**DATA RECORDS**.
+-------+

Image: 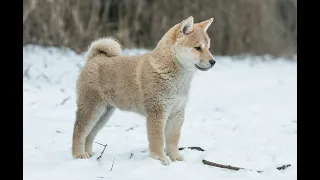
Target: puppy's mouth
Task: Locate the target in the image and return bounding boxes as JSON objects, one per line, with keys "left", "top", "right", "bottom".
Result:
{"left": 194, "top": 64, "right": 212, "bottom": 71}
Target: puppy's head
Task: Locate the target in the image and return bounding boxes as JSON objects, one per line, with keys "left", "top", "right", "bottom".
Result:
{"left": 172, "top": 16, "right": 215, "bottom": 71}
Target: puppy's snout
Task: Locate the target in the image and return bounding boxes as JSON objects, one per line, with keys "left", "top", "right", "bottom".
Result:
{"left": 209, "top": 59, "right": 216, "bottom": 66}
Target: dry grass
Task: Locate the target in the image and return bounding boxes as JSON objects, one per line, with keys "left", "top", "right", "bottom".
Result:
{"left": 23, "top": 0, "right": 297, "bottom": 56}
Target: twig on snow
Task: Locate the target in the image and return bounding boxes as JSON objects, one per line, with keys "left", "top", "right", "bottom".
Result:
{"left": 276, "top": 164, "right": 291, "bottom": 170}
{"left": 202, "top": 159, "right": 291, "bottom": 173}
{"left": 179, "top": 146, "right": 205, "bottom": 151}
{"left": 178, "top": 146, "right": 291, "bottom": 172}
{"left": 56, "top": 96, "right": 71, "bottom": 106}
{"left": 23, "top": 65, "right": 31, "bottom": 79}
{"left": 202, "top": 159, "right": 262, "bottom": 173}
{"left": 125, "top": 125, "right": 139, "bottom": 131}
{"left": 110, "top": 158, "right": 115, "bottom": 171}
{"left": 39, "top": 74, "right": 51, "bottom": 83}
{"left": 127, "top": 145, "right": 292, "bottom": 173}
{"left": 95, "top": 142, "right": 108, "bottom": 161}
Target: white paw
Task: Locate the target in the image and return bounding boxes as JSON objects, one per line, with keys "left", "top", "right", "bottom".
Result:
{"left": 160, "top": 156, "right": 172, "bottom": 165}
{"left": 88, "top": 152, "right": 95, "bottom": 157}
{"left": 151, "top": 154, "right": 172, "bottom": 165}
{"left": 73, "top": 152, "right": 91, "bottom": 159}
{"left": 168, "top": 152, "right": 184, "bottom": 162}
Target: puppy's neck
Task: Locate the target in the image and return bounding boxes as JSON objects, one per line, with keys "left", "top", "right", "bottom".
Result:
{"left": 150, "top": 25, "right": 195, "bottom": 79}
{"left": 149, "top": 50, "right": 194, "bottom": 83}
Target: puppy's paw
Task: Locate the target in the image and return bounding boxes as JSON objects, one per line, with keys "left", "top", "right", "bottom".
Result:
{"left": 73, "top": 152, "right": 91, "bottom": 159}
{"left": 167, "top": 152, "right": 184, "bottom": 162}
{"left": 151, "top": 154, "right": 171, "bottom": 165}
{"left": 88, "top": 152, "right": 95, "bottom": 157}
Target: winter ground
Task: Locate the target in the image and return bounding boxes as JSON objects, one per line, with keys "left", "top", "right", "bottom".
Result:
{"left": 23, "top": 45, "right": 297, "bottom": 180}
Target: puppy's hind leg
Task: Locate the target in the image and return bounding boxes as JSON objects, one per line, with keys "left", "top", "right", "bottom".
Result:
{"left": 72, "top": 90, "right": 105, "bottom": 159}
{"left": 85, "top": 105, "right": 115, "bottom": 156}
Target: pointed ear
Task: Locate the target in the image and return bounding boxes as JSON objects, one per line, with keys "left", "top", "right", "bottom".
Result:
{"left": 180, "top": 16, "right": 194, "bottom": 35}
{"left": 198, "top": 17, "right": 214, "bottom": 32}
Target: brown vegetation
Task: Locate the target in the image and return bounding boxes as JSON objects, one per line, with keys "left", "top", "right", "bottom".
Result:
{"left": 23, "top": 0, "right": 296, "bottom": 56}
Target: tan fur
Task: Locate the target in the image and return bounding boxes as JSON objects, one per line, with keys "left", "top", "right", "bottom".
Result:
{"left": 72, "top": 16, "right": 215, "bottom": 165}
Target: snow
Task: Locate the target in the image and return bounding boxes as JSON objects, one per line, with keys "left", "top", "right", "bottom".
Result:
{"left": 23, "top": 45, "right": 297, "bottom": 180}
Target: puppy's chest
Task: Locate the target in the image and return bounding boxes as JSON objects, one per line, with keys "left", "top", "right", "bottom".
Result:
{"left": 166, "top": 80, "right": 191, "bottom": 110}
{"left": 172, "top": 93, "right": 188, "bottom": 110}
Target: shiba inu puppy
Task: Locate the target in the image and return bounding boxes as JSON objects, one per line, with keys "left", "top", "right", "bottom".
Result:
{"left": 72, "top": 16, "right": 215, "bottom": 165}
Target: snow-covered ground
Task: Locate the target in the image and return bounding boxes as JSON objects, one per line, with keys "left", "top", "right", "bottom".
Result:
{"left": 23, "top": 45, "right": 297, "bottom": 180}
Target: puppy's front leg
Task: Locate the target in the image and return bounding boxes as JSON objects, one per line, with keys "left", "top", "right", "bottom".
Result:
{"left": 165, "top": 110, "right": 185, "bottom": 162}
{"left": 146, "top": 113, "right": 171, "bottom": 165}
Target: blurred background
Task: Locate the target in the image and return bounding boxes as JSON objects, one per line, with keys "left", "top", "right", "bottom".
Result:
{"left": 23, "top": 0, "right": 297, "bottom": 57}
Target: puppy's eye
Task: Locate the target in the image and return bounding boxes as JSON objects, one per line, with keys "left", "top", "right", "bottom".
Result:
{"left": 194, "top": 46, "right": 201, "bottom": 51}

+-------+

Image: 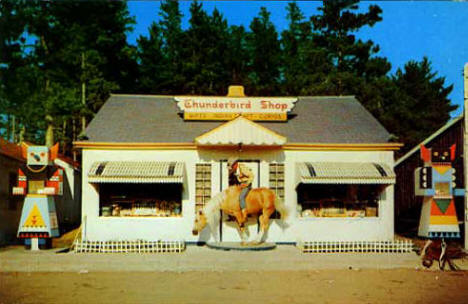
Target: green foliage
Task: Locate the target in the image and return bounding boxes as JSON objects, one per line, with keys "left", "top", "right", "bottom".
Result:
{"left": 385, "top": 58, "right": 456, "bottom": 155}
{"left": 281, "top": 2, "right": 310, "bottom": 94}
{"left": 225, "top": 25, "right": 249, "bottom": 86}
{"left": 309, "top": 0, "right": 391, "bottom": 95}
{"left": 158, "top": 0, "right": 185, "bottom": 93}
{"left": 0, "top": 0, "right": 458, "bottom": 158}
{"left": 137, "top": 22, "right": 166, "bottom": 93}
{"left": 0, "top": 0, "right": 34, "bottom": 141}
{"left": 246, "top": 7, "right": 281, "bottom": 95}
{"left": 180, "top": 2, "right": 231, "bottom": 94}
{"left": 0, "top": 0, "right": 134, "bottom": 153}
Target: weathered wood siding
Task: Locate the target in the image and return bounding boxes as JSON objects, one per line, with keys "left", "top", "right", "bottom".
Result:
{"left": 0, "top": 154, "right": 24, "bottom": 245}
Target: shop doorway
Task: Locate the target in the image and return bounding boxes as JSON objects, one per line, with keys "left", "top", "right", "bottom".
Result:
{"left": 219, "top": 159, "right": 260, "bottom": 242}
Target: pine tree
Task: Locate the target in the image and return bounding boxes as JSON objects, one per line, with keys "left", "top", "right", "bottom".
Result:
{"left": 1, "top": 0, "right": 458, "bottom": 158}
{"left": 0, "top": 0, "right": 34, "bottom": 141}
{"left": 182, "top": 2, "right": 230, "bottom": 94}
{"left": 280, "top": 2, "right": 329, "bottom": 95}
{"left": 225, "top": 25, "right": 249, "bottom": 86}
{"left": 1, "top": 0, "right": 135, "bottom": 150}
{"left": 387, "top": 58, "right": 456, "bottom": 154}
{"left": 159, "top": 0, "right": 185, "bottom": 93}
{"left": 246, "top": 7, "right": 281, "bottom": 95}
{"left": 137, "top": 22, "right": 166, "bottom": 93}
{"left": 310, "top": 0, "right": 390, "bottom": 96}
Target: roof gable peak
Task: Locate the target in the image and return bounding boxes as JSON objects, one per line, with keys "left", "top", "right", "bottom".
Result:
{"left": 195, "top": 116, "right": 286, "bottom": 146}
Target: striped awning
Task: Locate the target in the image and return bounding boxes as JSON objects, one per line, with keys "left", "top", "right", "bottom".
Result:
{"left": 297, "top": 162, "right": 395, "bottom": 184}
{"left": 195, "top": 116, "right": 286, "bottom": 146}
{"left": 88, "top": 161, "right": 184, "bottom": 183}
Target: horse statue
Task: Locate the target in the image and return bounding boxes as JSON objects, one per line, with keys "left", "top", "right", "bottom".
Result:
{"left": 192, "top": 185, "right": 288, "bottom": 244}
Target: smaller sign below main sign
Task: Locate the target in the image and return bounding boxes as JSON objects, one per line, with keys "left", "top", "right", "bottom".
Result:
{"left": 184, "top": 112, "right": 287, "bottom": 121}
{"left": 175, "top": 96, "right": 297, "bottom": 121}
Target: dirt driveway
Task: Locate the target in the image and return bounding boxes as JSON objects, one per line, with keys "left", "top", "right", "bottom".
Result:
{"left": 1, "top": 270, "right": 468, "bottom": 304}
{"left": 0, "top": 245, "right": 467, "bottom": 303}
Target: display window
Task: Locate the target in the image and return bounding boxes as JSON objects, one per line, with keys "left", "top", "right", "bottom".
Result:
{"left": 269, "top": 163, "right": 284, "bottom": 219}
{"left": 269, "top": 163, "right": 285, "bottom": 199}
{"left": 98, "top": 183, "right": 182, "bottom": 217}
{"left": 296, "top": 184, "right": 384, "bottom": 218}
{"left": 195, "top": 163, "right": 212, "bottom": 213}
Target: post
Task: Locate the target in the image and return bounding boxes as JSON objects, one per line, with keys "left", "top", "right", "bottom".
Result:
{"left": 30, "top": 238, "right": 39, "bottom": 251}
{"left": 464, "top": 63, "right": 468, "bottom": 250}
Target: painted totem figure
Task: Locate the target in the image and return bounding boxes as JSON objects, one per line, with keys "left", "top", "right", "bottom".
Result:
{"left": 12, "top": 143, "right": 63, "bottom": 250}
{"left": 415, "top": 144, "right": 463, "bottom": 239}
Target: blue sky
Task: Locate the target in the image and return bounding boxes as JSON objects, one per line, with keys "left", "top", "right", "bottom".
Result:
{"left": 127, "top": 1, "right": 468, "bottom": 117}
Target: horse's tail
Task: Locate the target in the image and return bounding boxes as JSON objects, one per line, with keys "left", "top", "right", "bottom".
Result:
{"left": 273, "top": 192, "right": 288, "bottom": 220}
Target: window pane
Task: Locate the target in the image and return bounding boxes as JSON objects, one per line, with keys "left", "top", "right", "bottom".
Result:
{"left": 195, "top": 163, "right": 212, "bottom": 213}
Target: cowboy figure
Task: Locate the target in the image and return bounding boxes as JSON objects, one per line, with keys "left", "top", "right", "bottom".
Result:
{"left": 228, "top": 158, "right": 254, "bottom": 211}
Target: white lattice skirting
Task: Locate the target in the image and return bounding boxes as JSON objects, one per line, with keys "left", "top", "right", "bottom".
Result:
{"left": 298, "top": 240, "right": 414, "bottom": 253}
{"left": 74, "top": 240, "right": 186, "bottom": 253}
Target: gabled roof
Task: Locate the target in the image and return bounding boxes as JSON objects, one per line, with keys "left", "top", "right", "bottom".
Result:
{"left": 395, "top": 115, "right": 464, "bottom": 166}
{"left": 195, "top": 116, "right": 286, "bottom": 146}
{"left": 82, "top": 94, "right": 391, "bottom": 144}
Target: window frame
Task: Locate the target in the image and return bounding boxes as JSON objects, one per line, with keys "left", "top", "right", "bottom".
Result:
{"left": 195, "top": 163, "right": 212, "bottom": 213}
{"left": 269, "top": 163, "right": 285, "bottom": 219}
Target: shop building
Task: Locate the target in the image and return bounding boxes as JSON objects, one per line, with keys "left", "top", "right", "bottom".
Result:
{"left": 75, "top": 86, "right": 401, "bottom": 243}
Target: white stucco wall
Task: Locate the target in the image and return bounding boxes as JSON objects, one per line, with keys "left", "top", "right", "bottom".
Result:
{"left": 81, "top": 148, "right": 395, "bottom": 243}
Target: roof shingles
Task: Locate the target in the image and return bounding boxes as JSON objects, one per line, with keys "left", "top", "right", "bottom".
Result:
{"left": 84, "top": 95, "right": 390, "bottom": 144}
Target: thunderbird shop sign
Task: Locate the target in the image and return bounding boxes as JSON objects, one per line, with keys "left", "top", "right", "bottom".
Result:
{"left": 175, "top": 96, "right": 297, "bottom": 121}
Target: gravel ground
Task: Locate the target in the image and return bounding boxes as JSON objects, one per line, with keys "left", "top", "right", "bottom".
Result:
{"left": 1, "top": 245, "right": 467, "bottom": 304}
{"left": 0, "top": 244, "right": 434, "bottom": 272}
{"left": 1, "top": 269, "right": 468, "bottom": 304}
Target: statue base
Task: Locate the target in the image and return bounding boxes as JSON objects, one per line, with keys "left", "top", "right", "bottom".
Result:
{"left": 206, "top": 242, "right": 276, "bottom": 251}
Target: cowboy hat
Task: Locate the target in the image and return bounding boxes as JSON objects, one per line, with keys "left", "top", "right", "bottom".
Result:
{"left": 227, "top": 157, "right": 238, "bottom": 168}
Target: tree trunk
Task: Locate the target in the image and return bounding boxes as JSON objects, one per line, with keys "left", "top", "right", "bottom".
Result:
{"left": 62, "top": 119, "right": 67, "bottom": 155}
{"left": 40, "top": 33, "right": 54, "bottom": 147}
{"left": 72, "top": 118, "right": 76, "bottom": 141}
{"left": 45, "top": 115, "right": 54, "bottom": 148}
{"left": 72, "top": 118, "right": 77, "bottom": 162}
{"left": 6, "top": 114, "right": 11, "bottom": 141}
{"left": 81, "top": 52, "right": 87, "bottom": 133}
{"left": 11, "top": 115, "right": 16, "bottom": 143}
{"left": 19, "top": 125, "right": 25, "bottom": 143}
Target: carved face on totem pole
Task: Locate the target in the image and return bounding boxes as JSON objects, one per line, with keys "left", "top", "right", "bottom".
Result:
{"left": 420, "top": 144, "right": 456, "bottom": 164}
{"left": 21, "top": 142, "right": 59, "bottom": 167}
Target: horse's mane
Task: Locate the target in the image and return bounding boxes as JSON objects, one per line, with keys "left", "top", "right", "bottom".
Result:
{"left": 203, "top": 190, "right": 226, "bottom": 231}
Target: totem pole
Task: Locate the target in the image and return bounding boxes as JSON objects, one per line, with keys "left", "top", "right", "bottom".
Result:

+-------+

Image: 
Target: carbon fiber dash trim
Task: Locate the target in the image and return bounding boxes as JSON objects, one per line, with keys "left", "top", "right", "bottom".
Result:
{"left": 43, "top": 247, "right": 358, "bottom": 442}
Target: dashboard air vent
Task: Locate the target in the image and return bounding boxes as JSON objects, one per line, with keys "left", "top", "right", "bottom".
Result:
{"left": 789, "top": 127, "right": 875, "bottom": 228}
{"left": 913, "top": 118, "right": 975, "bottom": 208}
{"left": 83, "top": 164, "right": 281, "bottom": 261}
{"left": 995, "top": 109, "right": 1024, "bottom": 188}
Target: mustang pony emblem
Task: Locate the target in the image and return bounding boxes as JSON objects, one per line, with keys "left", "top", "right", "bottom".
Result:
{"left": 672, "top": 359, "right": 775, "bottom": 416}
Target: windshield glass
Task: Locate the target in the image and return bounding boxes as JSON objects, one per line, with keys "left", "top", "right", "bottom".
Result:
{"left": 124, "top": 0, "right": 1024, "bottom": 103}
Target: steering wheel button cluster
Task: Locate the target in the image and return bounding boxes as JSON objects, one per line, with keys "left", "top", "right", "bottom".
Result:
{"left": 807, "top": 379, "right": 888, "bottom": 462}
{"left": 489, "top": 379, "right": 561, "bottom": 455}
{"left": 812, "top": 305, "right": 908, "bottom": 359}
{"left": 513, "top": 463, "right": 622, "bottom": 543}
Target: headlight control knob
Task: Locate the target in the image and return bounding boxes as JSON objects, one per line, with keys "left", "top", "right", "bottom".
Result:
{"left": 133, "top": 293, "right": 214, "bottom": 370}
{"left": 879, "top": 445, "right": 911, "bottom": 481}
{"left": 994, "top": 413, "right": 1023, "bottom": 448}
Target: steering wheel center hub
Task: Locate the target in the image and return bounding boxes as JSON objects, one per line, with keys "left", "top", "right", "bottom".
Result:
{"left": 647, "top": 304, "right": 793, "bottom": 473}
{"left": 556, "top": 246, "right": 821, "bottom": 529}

+-------+

**WORK ITEM**. Filter the data above by the word "totem" and copy every line that matches.

**ANSWER BOX**.
Target: painted totem figure
Target: carved face on totem pole
Target: totem pole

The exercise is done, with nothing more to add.